WORK REQUIRED
Extend the Latent Dirichlet Allocation notebook below, picking up after its final line of code.

PASSAGE GIVEN
****

**Latent Dirichlet Allocation**

This notebook is a part of my learning journey which I've been documenting from Udacity's Natural Language Processing Nanodegree program, which helped me a lot to learn and excel advanced data science stuff such as PySpark. Thank you so much Udacity for providing such quality content.

LDA is used to classify text in a document to a particular topic. It builds a topic per document model and words per topic model, modeled as Dirichlet distributions.

Each document is modeled as a multinomial distribution of topics and each topic is modeled as a multinomial distribution of words.

LDA assumes that the every chunk of text we feed into it will contain words that are somehow related. Therefore choosing the right corpus of data is crucial.

It also assumes documents are produced from a mixture of topics. Those topics then generate words based on their probability distribution.

Load the dataset

The dataset we'll use is a list of over one million news headlines published over a period of 15 years. We'll start by loading it from the abcnews-date-text.csv file.

In [None]:
import numpy as np
import pandas as pd
from IPython.display import display
from tqdm import tqdm
from collections import Counter
import ast

import matplotlib.pyplot as plt
import matplotlib.mlab as mlab
import seaborn as sb

from sklearn.feature_extraction.text import CountVectorizer
from textblob import TextBlob
import scipy.stats as stats

from sklearn.decomposition import TruncatedSVD
from sklearn.decomposition import LatentDirichletAllocation
from sklearn.manifold import TSNE

from bokeh.plotting import figure, output_file, show
from bokeh.models import Label
from bokeh.io import output_notebook
output_notebook()

In [None]:
from google.colab import drive
drive.mount('/content/drive')

Drive already mounted at /content/drive; to attempt to forcibly remount, call drive.mount("/content/drive", force_remount=True).


In [None]:
'''
Load the dataset from the csv and save it to 'data_text'
'''
import pandas as pd
data = pd.read_csv('/content/drive/MyDrive/LDA Topic modeling/abcnews-date-text.csv', error_bad_lines=False)

****

RECORD SET
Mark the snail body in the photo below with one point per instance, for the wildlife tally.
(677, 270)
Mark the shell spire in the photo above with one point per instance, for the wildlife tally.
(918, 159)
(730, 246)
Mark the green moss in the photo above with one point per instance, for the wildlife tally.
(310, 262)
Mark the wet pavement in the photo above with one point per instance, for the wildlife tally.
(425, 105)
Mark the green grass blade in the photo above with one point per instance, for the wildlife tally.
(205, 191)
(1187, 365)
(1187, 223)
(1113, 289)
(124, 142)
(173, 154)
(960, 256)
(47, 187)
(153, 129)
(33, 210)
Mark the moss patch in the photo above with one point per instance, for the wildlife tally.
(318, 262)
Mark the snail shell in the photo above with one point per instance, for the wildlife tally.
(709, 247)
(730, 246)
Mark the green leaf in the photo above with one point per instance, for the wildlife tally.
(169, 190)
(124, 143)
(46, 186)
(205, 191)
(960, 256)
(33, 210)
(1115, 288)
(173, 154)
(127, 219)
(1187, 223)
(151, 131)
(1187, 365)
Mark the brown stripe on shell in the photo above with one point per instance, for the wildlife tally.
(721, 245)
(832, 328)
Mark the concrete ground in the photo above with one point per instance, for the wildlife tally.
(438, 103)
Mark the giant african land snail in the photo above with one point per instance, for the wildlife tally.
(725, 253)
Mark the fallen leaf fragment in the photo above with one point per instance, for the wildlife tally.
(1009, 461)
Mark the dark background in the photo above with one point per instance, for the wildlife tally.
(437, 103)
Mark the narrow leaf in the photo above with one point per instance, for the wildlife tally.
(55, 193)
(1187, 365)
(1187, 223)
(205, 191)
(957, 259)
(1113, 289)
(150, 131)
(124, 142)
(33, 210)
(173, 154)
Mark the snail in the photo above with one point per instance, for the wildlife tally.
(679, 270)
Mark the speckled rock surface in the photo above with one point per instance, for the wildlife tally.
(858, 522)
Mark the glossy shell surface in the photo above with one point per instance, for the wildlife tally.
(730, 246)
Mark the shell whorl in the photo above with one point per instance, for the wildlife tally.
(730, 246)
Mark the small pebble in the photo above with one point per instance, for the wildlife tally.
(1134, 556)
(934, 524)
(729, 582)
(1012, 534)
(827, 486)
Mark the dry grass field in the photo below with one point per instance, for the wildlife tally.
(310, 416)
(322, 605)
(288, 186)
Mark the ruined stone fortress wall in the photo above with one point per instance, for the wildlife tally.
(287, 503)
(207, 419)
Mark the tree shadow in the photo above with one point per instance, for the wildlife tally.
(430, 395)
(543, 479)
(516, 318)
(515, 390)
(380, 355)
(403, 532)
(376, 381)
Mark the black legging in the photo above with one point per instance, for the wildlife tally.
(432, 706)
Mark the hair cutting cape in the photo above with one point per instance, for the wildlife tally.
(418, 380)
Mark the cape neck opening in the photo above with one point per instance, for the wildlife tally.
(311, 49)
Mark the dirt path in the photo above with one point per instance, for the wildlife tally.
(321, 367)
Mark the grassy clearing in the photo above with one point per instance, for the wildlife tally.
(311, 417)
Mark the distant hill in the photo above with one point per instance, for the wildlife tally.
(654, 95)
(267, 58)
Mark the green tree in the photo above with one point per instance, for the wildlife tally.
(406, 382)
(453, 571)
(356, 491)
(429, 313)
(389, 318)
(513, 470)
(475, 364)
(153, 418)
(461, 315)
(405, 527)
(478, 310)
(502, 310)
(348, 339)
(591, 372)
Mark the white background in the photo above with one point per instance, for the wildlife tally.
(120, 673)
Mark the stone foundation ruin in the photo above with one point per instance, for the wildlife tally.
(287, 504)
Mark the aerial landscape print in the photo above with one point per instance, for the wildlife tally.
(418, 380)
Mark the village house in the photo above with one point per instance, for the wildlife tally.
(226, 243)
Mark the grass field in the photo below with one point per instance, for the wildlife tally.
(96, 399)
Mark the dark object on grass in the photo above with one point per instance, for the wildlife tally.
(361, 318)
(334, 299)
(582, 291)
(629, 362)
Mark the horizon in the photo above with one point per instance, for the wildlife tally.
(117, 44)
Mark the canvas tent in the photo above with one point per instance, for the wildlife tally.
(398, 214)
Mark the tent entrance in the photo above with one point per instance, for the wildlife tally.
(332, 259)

****

RESULT OF THIS EXERCISE
# we only need to headlines from the data
data_text = data[:300000][['headline_text']]
data_text['index'] = data_text.index
documents = data_text




  exec(code_obj, self.user_global_ns, self.user_ns)


In [None]:
data.head()

Unnamed: 0,publish_date,headline_text
0,20030219,aba decides against community broadcasting lic...
1,20030219,act fire witnesses must be aware of defamation
2,20030219,a g calls for infrastructure protection summit
3,20030219,air nz staff in aust strike for pay rise
4,20030219,air nz strike to affect australian travellers


Data Preprocessing

We will perform the following steps:

Tokenization: Split the text into sentences and the sentences into words. Lowercase the words and remove punctuation.

Words that have fewer than 3 characters are removed.

All stopwords are removed.

Words are lemmatized - words in third person are changed to first person and verbs in past and future tenses are changed into present.

Words are stemmed - words are reduced to their root form.

In [None]:
'''
Loading Gensim and nltk libraries
'''

import gensim
from gensim.utils import simple_preprocess
from gensim.parsing.preprocessing import STOPWORDS
from nltk.stem import WordNetLemmatizer, SnowballStemmer
from nltk.stem.porter import *
import numpy as np
np.random.seed(400)

In [None]:
import nltk
nltk.download('wordnet')

[nltk_data] Downloading package wordnet to /root/nltk_data...
[nltk_data]   Package wordnet is already up-to-date!


True

In [None]:
'''
Write a function to perform the pre processing steps on the entire dataset
'''
stemmer = SnowballStemmer("english")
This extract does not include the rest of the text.